-- Text excerpt follows --

The COVID-19 Virus Has Tested Positive For Pauline Hanson

Pauline Hanson with a green tinge on a yellow background, surrounding by microbe emojis

Actual sickness to society Pauline Hanson has to take a break from infecting the public with her nasty bigotry because it turns out, she’s contracted COVID-19. Or rather, the virus has contracted her.

The grubby gremlin herself confirmed the news to Kyle and Jackie O in a cringe interview where they fawned over how loved she is by locals. Yeah, wish I was joking.

“I’m up to shit,” Pauline Hanson charmingly told KIIS radio when asked how she is. Which actually doesn’t make sense but maybe expecting a coherent sentence is too much.

“I’ve got COVID.”

Mind you, she said this while hacking out huge, cantankerous, earth-shaking coughs between each word. Seems like divine intervention to protect us from her bullshit if you ask me. But apparently not even the universe’s magic can get this woman to shut the fuck up.

“I travel the five states around the whole of Australia campaigning but I go to the most locked-down state, last week, to Western Australia, and I got it,” she continued. The five states… whole of Australia… dear lord.

-- Text excerpt concluded --
-- Stored data follows --

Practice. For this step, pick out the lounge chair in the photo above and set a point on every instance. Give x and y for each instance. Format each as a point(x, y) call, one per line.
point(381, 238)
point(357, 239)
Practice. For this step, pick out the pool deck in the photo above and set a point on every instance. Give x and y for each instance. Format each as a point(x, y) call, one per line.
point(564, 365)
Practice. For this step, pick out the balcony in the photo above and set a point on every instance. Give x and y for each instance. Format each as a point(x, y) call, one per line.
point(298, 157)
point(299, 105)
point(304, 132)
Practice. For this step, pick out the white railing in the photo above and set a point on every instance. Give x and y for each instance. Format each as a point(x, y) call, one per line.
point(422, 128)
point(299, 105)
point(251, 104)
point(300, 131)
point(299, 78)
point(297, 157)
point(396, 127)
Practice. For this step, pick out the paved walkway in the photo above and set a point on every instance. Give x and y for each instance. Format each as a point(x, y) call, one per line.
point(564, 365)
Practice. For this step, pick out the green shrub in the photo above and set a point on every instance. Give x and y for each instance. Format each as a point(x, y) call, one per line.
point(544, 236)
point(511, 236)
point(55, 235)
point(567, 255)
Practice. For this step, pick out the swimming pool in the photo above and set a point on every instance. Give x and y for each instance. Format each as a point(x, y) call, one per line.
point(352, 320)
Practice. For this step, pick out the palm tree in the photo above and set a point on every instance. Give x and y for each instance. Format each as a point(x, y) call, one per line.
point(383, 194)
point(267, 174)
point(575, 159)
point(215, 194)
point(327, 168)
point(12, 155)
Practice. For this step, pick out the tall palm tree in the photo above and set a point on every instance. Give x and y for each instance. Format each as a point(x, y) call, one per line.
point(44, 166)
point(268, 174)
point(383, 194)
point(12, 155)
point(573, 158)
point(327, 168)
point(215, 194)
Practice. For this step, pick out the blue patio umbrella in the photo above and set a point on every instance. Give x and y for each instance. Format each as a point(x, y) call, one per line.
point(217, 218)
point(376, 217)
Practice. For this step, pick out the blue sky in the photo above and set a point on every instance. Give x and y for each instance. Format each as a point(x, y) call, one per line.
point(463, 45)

-- Stored data concluded --

- **Actions to take**:
(a) From the Pauline Hanson article, extract everything from "Mind you, she" down to "the fuck up.".
(b) Write what comes next in the Pauline Hanson article, picking up after its last sentence.
The rows have no connection to the Pauline Hanson article.

- **Answers to the tasks**:
(a)
Mind you, she said this while hacking out huge, cantankerous, earth-shaking coughs between each word. Seems like divine intervention to protect us from her bullshit if you ask me. But apparently not even the universe’s magic can get this woman to shut the fuck up.

(b)
And no, she didn’t explain how she could possibly know the exact location she acquired COVID considering she’s been touring the nation and the virus can take several days to show symptoms. But when has she ever been a friend of facts, right?

Pauline also confirmed that she is still unvaccinated 5eva and plans to stay that way.

“I’ve told you that before, I’m not getting vaccinated,”she insisted.

“Guess what? I haven’t been in hospital, I’m still kicking, I’m alive, I’m fine.

“Anyway, it’s all good, it’s like I’ve had a heavy cold.”

Um, judging the ear-splitting, stomach-churning decibel of the evil coughs ripping out of her while she was on the radio, I have to say, I do not think she is fine. As for being alive, I have to say, the ghoulish vibes don’t agree.

But hey, maybe all this hacking will expel the racism out of her.